--- Data records Enclosed Below ---

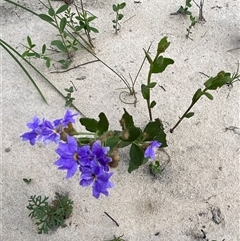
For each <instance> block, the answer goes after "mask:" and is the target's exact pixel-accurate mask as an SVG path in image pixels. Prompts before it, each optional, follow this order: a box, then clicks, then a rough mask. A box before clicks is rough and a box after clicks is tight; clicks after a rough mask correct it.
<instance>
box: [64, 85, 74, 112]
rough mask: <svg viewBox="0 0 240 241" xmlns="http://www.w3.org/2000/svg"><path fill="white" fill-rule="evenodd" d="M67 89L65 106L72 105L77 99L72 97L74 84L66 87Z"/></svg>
mask: <svg viewBox="0 0 240 241" xmlns="http://www.w3.org/2000/svg"><path fill="white" fill-rule="evenodd" d="M65 91H66V92H67V95H66V97H65V99H66V103H65V106H66V107H67V106H71V105H72V102H73V101H74V100H75V98H73V97H72V93H73V92H74V89H73V86H71V87H70V88H68V89H67V88H66V89H65Z"/></svg>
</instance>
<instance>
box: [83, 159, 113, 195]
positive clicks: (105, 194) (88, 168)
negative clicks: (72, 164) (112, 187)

--- End of Enclosed Data records ---

Problem: Print the line that contains "box: [83, 159, 113, 195]", then every later line of the entries above up to and including the last, all exactly as written.

Solution for this exercise:
box: [83, 159, 113, 195]
positive clicks: (105, 194) (88, 168)
negative clicks: (72, 164) (112, 187)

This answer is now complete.